### THE INPUT ###

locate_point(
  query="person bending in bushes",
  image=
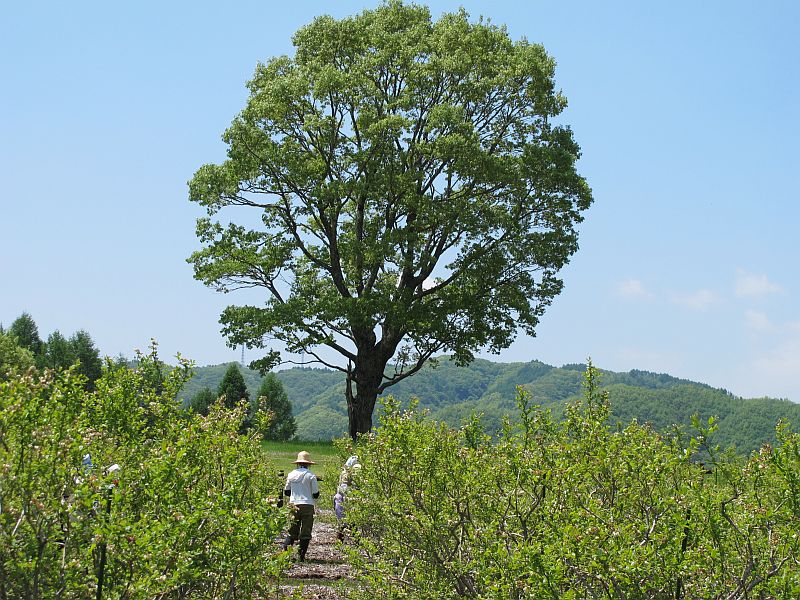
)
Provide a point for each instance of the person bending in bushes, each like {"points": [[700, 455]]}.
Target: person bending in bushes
{"points": [[303, 491]]}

###

Copy every entry above line by line without changing anything, but leave out the pictures.

* **REPLY**:
locate_point(
  query="person bending in bushes",
  image=
)
Provide a point for each instance of the person bending in bushes, each like {"points": [[700, 455]]}.
Target: person bending in bushes
{"points": [[303, 491]]}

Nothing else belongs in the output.